GIVEN PASSAGE:
■ ■ ■

Date: February 2nd, Friday 12:00~1:30 

Link: https://snu-ac-kr.zoom.us/j/92903019743

Presenter: Youngrim Kim (Rutgers University)

Youngrim Kim is an assistant professor of Media Studies at Rutgers School of Communication and Information. Her research broadly centers around the role of digital platforms and data-driven systems in relation to statecraft and governance. She examines how state institutions build and utilize digital technologies to manage complex governance challenges, specifically in the context of public health and environmental crises. Working across critical data studies, science and technology studies, and media and cultural studies, Kim investigates how crisis response technologies developed for public interest reconfigure state-society relations in moments of uncertainty and disturbance. Her work has been published in New Media & Society; Information, Communication, & Society; Journalism; and International Journal of Communication, among others. She is currently working on a book manuscript tentatively titled, Datafying Risky Bodies: Surveillance Culture and Civic Action in Times of Public Health Emergencies.

Title: Dashboarding the Pandemic

Abstract:
During COVID-19, countless dashboards served as the central media for people to learn critical information about the pandemic. Varied actors, including news organizations, government agencies, universities, and NGOs, created and maintained these dashboards, conducting the onerous labor of collecting, categorizing, and taking care of COVID data. In this talk, I will present two research projects that uncover different forms of labor and data practices—the work of “COVID data builders”—behind the scenes of dashboarding the pandemic.
The first study draws on in-depth interviews with volunteers and practitioners across the United States and India who participated in COVID dashboard projects. Specifically, it examines dashboard projects focused on marginalized and missing COVID data that show the pandemic’s discriminatory impact, including COVID cases in prisons and long-term care facilities, COVID and racial inequity, and deaths due to COVID lockdowns. Investigating how these data builders worked with the always imperfect data of the pandemic, the study reveals that the politics of counting is grounded in the material and affective labor of confronting, navigating, and negotiating with data’s epistemological ambiguities.
The second study is from a chapter of my book manuscript that examines civic dashboards made by volunteers and community organizations in South Korea during COVID-19. Illustrating dashboard builders’ ambivalent stance towards the Korean government’s extensive collection and use of personal data in the COVID response, the study demonstrates how dashboards become a contested site of meaning making where state-society relationships are reconfigured. Ultimately, dashboard builders developed compromised alignments and haphazard collaborations with the state as they negotiate what data should be collected and disclosed for the nation’s health.

■ ■ ■

DATA BELOW:
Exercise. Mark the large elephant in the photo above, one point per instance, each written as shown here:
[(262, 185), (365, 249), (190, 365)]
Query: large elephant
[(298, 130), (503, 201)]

■ ■ ■

TASK INSTRUCTIONS: Condense the paragraph of the seminar notice that begins "The first study draws on" into a short bulleted list that keeps its main facts.

EXPECTED ANSWER:
- Method: in-depth interviews with volunteers and practitioners in the United States and India who took part in COVID dashboard projects.
- Focus: dashboard projects on marginalized and missing COVID data that show the pandemic's discriminatory impact, including cases in prisons and long-term care facilities, COVID and racial inequity, and deaths due to COVID lockdowns.
- Finding: by examining how these data builders worked with the pandemic's imperfect data, the study shows that the politics of counting rests on the material and affective labor of confronting, navigating, and negotiating with data's epistemological ambiguities.